Presidente do Sintese avalia desafios em 2024: “O cenário continua tão grave quanto no governo Belivaldo”


05/03/2024 20:40

Em entrevista ao Política de Fato, o presidente do Sintese, Roberto Silva, demonstrou pessimismo com a política de educação do Governo Fábio Mitidieri e avalia cenários de luta para 2024 do sindicato que representa a categoria dos trabalhadores da educação no Estado de Sergipe e avaliou os desafios e possibilidades para a luta dos trabalhadores da educação neste ano, “no campo da política educacional, o cenário continua tão grave quanto nós vínhamos vivendo no governo Belivaldo”, disse.

Entre outros pontos destacados na sabatina, Roberto faz críticas ao programa “Escola Nota 10” e emite duras críticas à relação Assembleia Legislativa x Governo do Estado, “Temos hoje uma Assembleia muito governista. A grande maioria dos deputados está do lado do Governo e o Governo tem 19 ou 20 deputados que votam integralmente nos seus projetos independente da gravidade e do impacto deles para a educação e para a sociedade sergipana. Então mesmo com todos os argumentos, com toda a discussão do prejuízo que vai se trazer para a sociedade e para a educação, os projetos são votados e aprovados”.

Vale a pena conferir a entrevista completa e entender como pensa o dirigente de um dos principais sindicatos de Sergipe neste sequência de seis perguntas que possibilitam descrever um pouco do que podemos esperar da entidade em 2024.

1ª pergunta – Qual o balanço feito pelo Sindicato dos Trabalhadores em Educação do Estado de Sergipe das lutas desenvolvidas em 2023?

Roberto Silva: 2023 foi um ano de muita luta, tanto na rede estadual quanto nas redes municipais e nacionais das quais o Sintese participou. Nós começamos o ano com o movimento da FAMES (Federação das Administrações Municipais do Estado de Sergipe) orientando os municípios a não atualizar o piso, mas foi a luta dos professores que fez com que a mais de 90% dos municípios fizesse esse processo de atualização que a gente entende como muito importante.

Evidentemente que os municípios que não atualizaram não mudam a luta pela atualização do piso em 2024. Então a gente compreende como crucial a organização dos professores nos municípios para essa luta por valorização, por respeito e por gestão democrática, que é uma outra luta que está em curso do SINTESE.

Na rede estadual nós tivemos a luta pelo início da retomada da carreira compreendendo-a como uma luta extremamente importante, já que nós tivemos a carreira destruída em 2022 pelo governador Belivaldo e construímos uma carta compromisso aos candidatos a governador de Sergipe em 2022 e um dos pontos cruciais é justamente essa retomada da carreira.

O anúncio do governador Fábio de que os servidores públicos só teriam 2,5%, os professores não se contentaram com esse anúncio e mantiveram a luta pelo início da retomada da carreira que nós conseguimos, mas entendemos que, agora em 2024, outras lutas serão necessárias para continuar esse processo e temos certeza de que a luta dos professores será vitoriosa este ano.

 

2ª pergunta – E de que maneira o sindicato, especialmente a diretoria, da qual o sr. é presidente, avaliou o primeiro ano de gestão do governador Fábio Mitidieri?

● ● ● ● ●

:: Descrição do exercício ::
Verta para o inglês esta frase do trecho sobre o Sintese: “2023 foi um ano de muita luta, tanto na rede estadual quanto nas redes municipais e nacionais das quais o Sintese participou.” Os registros não têm nenhuma relação com o trecho.

:: Extratos dos registros ::
● ● ● ● ●

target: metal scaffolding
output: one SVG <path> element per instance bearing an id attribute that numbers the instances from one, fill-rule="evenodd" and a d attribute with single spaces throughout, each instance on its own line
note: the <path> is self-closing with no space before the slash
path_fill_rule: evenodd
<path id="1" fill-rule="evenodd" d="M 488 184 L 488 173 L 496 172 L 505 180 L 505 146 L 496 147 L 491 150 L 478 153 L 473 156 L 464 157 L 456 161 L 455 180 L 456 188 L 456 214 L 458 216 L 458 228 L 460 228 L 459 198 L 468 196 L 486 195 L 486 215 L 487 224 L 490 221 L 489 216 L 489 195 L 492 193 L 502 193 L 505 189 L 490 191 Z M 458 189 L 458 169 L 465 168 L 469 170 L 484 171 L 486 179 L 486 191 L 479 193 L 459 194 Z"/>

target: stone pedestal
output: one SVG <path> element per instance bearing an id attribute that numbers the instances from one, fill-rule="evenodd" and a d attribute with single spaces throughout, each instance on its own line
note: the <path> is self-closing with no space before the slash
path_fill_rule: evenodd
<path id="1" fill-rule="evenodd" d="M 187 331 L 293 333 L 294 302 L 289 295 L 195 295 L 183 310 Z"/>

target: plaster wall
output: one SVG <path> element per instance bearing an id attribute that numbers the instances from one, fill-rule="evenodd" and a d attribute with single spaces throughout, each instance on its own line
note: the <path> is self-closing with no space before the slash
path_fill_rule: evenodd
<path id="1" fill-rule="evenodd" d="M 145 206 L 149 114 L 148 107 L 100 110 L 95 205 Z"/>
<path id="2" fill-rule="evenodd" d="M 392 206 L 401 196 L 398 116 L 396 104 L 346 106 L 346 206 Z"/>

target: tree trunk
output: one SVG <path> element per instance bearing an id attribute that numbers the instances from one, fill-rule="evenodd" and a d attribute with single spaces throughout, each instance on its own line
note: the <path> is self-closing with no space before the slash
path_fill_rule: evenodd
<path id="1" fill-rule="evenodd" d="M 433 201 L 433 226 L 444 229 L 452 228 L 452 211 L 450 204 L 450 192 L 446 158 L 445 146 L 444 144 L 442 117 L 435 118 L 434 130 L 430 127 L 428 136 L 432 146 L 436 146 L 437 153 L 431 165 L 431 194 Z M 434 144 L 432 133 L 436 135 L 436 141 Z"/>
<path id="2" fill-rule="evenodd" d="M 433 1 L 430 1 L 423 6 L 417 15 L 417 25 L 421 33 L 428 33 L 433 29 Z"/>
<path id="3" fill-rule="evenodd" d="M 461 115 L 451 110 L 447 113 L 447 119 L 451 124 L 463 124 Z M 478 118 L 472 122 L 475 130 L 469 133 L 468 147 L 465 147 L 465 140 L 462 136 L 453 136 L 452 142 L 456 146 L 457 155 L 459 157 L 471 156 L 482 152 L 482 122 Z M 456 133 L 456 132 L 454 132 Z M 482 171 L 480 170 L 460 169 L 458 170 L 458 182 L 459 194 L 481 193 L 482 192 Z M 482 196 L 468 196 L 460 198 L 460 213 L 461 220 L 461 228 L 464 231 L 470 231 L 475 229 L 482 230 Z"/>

● ● ● ● ●

:: Resolução do exercício ::
2023 was a year of a great deal of struggle, both in the state school system and in the municipal and national systems in which Sintese took part.